Directions:
Every line from the line containing "for: balcony railing" through the final line below must be returned exactly, and no other line.

Free-text object descriptions
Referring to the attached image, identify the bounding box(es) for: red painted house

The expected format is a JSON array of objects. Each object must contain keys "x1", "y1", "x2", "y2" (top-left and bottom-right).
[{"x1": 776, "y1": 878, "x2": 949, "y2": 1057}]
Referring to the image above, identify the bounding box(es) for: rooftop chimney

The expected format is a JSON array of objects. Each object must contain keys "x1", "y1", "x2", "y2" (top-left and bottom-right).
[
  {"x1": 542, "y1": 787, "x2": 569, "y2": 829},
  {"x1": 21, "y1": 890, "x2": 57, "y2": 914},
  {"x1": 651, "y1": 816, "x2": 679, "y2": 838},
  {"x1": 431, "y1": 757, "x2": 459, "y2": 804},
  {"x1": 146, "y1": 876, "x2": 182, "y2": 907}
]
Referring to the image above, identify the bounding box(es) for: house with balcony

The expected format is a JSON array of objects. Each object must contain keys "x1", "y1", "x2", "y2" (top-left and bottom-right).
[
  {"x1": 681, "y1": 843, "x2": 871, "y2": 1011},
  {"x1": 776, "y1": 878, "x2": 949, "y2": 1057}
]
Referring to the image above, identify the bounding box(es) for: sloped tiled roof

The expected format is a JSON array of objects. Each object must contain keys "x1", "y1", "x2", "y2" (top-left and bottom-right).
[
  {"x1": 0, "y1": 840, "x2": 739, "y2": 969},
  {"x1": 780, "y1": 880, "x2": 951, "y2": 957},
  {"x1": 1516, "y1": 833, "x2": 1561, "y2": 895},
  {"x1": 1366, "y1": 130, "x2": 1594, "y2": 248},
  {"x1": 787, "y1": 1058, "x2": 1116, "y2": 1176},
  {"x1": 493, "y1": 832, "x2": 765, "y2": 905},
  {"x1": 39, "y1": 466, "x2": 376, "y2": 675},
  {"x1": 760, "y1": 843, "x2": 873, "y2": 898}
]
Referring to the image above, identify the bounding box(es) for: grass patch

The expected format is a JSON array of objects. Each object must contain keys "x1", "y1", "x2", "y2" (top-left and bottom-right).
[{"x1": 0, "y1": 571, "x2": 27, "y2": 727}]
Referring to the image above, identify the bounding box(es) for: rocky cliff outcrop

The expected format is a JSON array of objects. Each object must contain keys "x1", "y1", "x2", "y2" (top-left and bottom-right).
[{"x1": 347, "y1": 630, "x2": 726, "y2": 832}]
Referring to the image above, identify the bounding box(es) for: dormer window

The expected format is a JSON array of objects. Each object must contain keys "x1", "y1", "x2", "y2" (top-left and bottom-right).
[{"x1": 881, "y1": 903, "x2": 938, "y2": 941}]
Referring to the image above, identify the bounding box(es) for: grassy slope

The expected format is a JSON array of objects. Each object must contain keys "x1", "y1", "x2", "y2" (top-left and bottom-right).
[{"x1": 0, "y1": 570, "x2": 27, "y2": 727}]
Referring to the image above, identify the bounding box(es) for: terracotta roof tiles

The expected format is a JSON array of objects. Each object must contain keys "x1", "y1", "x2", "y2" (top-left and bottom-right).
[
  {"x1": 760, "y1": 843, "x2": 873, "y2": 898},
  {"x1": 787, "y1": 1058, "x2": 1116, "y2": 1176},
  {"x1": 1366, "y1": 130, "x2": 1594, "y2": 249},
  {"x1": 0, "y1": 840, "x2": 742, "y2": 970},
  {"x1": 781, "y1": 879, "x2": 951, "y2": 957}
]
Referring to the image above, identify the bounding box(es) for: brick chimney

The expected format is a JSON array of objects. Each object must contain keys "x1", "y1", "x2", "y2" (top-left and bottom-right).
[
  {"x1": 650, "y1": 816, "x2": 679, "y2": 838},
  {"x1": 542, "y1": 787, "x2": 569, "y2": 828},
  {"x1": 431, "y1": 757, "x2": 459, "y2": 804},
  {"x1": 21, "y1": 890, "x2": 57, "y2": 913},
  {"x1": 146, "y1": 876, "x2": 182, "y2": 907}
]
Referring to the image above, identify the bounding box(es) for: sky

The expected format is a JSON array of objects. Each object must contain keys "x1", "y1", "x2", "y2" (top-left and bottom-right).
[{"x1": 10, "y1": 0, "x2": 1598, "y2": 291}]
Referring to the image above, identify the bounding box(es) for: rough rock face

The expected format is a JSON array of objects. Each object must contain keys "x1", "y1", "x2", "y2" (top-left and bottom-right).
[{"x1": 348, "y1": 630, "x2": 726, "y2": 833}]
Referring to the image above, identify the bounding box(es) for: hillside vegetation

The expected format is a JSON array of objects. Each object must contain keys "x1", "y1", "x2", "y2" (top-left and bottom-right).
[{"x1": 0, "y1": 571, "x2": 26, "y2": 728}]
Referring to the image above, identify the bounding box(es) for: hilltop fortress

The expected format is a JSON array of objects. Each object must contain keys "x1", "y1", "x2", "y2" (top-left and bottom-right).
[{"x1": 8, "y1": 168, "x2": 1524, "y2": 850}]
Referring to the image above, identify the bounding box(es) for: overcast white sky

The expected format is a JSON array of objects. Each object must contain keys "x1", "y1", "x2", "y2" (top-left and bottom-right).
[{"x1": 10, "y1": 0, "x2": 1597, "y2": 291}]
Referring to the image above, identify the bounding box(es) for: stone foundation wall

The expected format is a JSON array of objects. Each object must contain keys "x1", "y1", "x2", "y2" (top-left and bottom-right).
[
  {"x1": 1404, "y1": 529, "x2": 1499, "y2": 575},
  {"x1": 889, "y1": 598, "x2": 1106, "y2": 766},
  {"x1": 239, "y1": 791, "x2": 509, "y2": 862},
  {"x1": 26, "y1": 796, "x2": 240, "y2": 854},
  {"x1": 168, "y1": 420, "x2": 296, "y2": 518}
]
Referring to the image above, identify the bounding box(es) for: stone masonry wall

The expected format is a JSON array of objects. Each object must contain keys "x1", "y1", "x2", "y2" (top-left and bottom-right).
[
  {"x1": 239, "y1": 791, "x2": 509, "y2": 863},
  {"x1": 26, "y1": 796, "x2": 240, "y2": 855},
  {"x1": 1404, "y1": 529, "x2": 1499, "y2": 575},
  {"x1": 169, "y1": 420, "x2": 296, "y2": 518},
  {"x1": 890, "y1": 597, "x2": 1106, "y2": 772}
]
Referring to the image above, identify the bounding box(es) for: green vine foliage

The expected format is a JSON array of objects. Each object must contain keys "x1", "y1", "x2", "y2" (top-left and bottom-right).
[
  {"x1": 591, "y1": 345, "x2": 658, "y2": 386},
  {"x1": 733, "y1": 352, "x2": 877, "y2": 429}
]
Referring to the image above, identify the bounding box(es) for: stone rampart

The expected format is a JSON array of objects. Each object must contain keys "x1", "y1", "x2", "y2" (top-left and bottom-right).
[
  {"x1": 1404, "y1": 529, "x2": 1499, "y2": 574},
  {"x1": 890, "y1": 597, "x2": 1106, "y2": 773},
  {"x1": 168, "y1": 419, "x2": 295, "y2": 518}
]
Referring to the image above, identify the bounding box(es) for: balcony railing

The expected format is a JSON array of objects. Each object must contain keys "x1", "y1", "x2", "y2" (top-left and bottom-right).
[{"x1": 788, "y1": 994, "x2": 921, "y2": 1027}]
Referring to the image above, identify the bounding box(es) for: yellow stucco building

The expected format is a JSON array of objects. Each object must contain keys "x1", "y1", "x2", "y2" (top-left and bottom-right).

Response:
Referring to the image above, identify the bounding box(es) for: balcony railing

The expected format is a JSON array of objects. Each object must contain keys "x1", "y1", "x2", "y2" (top-left and bottom-right).
[{"x1": 788, "y1": 994, "x2": 921, "y2": 1027}]
Referring to the image above, identify the bounding box(es) for: yellow stucco building

The expected format is a JSON array of objects. Each object must contain keys "x1", "y1", "x2", "y2" (top-left and bottom-right).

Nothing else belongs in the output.